TO BE DONE → Count the lines of the items that contain the string "photograph", treating case as significant, and give only the number.

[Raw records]
━━━━━━━━

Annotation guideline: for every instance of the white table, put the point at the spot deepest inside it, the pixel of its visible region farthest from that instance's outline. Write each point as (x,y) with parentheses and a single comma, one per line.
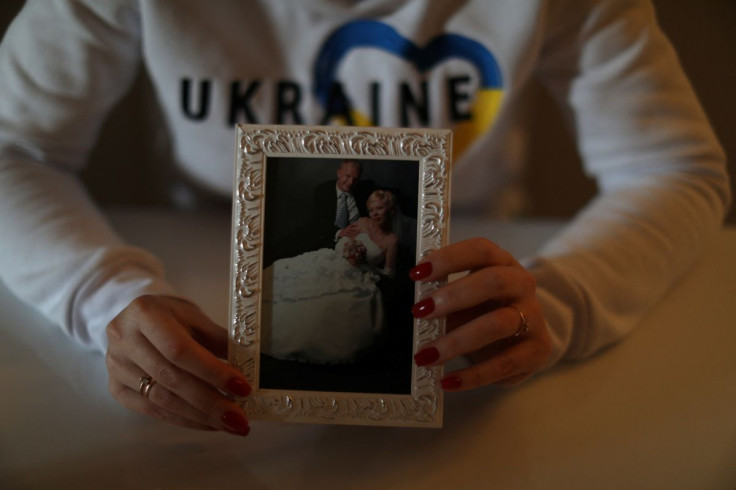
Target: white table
(656,411)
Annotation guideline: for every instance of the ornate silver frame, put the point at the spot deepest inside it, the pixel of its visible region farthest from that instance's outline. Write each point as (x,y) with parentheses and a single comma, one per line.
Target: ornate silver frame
(255,144)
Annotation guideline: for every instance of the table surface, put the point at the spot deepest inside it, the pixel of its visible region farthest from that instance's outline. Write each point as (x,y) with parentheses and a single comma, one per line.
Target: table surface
(656,411)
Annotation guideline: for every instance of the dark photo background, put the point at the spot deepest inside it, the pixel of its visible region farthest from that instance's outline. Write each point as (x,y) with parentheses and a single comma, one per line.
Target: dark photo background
(289,202)
(290,184)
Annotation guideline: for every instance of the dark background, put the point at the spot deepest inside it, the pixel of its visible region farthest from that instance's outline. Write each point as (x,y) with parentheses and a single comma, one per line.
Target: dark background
(293,181)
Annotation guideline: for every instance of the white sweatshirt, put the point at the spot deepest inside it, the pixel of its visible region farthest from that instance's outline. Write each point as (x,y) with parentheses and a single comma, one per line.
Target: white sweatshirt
(460,65)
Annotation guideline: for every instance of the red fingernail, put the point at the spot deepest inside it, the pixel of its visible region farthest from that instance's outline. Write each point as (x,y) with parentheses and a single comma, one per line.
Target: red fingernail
(236,423)
(426,356)
(237,386)
(421,271)
(451,383)
(423,308)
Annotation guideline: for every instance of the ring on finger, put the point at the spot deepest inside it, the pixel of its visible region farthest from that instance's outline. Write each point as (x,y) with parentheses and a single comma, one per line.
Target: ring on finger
(523,322)
(147,383)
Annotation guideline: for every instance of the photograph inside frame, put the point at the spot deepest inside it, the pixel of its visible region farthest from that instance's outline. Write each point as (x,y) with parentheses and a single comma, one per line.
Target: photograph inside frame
(340,236)
(327,223)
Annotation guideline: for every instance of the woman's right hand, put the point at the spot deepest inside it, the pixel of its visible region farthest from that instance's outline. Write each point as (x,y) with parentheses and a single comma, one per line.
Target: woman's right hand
(176,344)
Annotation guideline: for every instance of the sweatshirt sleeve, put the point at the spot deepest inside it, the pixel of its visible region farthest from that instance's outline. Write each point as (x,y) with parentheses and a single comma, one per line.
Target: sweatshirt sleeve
(663,186)
(63,65)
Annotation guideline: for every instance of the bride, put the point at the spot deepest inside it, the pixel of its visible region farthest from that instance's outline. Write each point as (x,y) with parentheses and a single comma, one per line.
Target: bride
(325,306)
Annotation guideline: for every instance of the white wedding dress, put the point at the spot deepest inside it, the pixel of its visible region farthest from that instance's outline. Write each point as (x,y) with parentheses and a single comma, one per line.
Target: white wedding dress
(319,308)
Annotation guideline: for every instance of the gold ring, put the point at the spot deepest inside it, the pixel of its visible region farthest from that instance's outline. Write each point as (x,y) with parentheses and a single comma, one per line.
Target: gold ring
(523,323)
(147,383)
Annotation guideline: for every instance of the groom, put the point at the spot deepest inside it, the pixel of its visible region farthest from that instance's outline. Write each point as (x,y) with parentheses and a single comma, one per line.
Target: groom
(338,203)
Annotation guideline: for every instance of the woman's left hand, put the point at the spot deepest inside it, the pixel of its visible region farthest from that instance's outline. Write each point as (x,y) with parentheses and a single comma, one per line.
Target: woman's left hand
(493,316)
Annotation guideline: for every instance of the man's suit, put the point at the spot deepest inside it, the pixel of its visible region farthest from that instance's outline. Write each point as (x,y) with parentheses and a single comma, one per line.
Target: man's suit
(323,229)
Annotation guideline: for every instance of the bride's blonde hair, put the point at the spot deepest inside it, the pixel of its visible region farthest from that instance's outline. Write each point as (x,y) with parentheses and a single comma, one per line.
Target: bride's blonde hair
(380,195)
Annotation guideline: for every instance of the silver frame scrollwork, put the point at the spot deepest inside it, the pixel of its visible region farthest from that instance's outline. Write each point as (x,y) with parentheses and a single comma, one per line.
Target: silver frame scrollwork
(255,143)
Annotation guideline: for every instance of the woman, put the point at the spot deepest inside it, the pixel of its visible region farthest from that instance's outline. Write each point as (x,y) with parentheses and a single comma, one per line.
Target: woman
(324,306)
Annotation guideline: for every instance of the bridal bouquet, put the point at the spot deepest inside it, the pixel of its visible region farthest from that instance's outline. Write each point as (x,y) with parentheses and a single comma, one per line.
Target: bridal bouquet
(354,252)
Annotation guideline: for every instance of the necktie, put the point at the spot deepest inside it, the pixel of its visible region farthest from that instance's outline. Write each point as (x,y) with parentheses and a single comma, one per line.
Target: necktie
(341,219)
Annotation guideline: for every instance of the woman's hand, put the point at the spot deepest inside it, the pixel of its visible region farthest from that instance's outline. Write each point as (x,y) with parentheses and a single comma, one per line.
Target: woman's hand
(176,344)
(488,312)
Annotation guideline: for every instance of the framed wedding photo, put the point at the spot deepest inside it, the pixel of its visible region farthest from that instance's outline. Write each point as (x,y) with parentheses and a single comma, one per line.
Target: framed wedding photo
(327,223)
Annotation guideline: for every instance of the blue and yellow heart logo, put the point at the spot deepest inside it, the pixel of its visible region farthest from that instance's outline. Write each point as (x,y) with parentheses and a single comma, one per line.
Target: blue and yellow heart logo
(374,35)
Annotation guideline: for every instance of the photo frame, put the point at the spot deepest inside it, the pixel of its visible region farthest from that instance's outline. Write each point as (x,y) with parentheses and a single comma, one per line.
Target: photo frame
(320,314)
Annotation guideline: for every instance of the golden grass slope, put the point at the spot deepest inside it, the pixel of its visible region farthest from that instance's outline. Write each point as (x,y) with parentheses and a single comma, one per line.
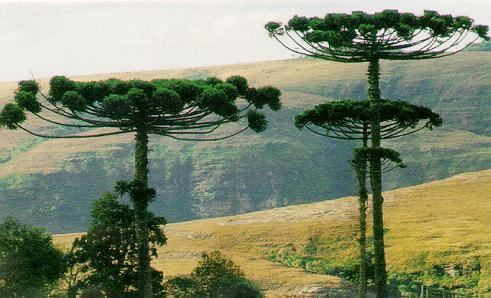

━━━━━━━━

RESULT → 2